# [Task brief]
Identify every line of the items below that contains the word "tree", and copy each of those lines in full.

====

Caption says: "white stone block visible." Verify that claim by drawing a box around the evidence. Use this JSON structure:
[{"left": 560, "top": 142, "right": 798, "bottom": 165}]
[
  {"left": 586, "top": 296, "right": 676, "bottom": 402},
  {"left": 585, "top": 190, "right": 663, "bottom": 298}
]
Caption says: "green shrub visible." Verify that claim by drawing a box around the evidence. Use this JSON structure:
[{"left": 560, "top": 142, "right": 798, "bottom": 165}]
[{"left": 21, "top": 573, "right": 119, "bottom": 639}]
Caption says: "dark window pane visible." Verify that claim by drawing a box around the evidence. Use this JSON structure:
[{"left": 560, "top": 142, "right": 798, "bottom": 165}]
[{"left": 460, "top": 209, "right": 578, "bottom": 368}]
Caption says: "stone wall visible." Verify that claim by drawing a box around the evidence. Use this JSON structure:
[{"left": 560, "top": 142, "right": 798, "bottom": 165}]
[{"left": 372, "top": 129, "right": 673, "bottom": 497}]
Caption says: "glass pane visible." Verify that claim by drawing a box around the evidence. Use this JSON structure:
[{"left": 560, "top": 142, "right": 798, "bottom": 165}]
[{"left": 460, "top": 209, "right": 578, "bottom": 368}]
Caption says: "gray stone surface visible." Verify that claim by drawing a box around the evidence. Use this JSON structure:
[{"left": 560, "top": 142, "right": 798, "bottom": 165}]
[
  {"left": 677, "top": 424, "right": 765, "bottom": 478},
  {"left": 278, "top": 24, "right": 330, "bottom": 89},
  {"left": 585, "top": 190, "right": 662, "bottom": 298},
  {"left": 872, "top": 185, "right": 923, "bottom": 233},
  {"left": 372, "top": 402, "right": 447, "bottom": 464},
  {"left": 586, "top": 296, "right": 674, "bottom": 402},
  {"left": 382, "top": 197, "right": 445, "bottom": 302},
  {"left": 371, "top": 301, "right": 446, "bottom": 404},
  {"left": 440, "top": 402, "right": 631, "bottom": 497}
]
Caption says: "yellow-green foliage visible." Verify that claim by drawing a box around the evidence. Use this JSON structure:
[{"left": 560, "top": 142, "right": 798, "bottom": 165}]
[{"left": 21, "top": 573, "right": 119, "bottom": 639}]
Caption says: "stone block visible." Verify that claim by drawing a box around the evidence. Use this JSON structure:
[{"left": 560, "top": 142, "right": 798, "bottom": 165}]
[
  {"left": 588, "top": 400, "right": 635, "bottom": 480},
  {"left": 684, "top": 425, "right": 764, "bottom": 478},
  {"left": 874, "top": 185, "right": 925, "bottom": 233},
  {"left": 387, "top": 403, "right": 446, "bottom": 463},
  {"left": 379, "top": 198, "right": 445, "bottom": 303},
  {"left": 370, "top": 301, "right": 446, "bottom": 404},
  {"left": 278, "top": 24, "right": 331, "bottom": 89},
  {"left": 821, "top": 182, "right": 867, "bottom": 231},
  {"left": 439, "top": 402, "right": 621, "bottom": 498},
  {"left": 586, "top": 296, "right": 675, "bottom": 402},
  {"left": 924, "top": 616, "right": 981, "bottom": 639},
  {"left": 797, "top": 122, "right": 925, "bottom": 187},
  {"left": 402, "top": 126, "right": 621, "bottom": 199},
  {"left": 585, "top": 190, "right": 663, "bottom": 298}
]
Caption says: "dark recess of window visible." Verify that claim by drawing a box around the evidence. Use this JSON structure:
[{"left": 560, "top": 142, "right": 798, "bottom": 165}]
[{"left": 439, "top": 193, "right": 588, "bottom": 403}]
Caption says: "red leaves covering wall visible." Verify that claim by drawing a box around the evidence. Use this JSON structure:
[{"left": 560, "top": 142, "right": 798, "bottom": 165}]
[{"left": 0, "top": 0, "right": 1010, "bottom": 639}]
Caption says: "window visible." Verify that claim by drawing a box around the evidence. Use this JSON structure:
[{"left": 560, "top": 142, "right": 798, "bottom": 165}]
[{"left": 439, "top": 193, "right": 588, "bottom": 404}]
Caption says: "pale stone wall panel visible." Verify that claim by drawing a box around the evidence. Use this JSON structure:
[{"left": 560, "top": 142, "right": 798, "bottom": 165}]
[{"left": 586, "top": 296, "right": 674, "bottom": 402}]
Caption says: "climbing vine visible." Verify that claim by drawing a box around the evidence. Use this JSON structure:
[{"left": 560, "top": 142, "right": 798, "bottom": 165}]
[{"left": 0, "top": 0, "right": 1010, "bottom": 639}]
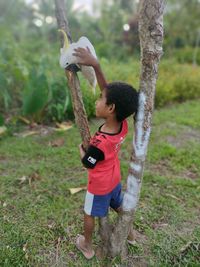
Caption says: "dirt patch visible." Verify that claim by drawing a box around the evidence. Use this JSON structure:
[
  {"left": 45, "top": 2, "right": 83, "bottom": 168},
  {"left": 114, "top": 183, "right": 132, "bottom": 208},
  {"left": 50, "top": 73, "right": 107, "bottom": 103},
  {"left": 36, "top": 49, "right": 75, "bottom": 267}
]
[
  {"left": 165, "top": 126, "right": 200, "bottom": 148},
  {"left": 145, "top": 160, "right": 199, "bottom": 180}
]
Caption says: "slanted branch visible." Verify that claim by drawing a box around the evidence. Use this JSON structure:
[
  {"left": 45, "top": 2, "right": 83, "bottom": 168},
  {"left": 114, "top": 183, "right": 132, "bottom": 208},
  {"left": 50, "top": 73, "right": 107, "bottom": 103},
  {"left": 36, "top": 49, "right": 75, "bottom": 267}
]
[
  {"left": 55, "top": 0, "right": 90, "bottom": 149},
  {"left": 55, "top": 0, "right": 164, "bottom": 258}
]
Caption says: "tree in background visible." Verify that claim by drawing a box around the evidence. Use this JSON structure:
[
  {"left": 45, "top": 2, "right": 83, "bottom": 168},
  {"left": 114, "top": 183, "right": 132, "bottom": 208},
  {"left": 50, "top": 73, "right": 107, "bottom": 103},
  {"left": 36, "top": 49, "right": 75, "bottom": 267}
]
[{"left": 55, "top": 0, "right": 164, "bottom": 257}]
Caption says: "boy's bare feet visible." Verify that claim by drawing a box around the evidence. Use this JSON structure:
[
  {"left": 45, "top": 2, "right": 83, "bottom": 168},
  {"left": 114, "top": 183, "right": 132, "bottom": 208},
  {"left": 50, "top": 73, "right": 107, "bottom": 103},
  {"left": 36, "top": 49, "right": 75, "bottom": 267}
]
[
  {"left": 127, "top": 228, "right": 136, "bottom": 245},
  {"left": 76, "top": 235, "right": 95, "bottom": 260}
]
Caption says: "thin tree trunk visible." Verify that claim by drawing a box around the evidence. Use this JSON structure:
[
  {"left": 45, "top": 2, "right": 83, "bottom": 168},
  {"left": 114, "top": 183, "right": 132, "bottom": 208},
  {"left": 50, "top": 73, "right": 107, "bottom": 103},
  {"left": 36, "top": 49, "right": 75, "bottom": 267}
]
[
  {"left": 97, "top": 0, "right": 164, "bottom": 257},
  {"left": 55, "top": 0, "right": 164, "bottom": 262},
  {"left": 55, "top": 0, "right": 90, "bottom": 149}
]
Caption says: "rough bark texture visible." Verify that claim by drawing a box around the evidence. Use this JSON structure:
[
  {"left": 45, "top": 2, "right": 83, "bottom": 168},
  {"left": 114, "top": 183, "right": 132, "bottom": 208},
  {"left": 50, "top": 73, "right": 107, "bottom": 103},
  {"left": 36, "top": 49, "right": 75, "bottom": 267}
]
[
  {"left": 55, "top": 0, "right": 164, "bottom": 257},
  {"left": 55, "top": 0, "right": 90, "bottom": 148},
  {"left": 99, "top": 0, "right": 164, "bottom": 257}
]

====

# [Worked answer]
Caption says: "tree in background visible." Verify that claim by drawing a box around the evidence. Use this JSON structure:
Caption says: "thin tree trunk visible." Verify that claim by drawing a box around the evidence. Use this JSON structure:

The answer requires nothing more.